Bahamian Shaunae Miller-Uibo, the two-time reigning Olympic 400m champion, announced she is pregnant with her first child.

“New Year, New Blessing,” she posted on social media with husband Maicel Uibo, the 2019 World Championships silver medalist in the decathlon for Estonia. “We can’t wait to meet our little bundle of joy.”

Miller-Uibo, 28, followed her repeat Olympic title in Tokyo by winning her first world indoor and outdoor titles last year.

Also last year, Miller-Uibo said she planned to drop the 400m and focus on the 200m going into the 2024 Paris Games rather than possibly bid to become the first woman to win the same individual Olympic running event three times.

She has plenty of experience in the 200m, making her world championships debut in that event in 2013 and placing fourth. She earned 200m bronze at the 2017 Worlds, was the world’s fastest woman in the event in 2019 and petitioned for a Tokyo Olympic schedule change to make a 200m-400m double easier. The petition was unsuccessful.

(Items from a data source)

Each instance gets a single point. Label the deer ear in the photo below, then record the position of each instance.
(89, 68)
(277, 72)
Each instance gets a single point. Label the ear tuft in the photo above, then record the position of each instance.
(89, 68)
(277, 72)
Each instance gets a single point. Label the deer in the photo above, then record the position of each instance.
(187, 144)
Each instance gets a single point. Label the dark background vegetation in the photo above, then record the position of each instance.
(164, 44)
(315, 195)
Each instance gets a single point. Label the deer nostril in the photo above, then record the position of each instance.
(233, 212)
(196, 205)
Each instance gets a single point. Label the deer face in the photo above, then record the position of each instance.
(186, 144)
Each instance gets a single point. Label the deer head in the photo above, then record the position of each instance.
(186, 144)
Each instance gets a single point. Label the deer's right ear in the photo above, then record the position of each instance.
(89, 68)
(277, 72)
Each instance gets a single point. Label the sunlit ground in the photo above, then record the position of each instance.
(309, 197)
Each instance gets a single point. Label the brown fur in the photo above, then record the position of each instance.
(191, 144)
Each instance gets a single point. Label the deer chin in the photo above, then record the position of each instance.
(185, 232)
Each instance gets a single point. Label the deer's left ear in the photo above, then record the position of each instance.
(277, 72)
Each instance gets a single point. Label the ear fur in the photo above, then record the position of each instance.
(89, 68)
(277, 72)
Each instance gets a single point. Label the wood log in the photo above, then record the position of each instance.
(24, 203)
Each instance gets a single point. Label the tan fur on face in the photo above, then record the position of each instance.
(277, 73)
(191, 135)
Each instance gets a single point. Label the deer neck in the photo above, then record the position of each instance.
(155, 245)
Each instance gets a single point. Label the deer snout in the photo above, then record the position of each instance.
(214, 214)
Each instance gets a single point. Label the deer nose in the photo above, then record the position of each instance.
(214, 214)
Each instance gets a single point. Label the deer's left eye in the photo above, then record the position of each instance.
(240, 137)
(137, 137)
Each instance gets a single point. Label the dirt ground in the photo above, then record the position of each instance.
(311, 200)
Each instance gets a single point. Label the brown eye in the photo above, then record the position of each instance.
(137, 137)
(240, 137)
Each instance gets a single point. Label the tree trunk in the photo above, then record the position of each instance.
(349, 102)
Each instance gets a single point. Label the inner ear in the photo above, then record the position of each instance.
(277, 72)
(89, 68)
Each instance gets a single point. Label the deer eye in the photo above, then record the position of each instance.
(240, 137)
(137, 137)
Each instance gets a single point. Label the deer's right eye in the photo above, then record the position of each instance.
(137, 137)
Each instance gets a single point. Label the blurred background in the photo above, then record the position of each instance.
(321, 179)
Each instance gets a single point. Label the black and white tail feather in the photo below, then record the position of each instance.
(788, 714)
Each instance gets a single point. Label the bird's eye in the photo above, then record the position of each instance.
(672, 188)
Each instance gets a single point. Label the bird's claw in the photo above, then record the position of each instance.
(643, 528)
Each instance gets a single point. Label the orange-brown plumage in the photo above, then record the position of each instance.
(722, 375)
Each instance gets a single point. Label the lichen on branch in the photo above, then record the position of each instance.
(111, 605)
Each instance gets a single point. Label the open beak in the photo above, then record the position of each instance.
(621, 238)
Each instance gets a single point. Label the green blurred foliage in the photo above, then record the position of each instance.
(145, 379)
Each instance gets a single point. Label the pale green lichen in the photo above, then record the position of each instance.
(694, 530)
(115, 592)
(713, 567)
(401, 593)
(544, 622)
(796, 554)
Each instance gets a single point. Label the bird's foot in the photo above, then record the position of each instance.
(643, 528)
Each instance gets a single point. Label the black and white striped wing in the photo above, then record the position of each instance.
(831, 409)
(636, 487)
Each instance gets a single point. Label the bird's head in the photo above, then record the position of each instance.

[EXERCISES TO COMPLETE]
**a)** According to the article about Shaunae Miller-Uibo, where did she place in the 200m at her 2013 world championships debut?
**b)** Write the next part of the article about Shaunae Miller-Uibo, starting after its final sentence.

[EXERCISE RESPONSES]
**a)** She placed fourth.

**b)**
She did both races anyway, finishing last in the 200m final, 1.7 seconds behind the penultimate finisher on the same day of the 400m first round.

She did not race the 200m at last July’s worlds, where the 200m and 400m overlapped.

Notable moms to win individual Olympic sprint titles include American Wilma Rudolph, who swept the 100m, 200m and 4x100m at the 1960 Rome Olympics two years after having daughter Yolanda.

And Dutchwoman Fanny Blankers-Koen, who won four gold medals at the 1948 London Olympics, when the mother of two also held world records in the high jump and long jump, two events in which she didn’t compete at those Games.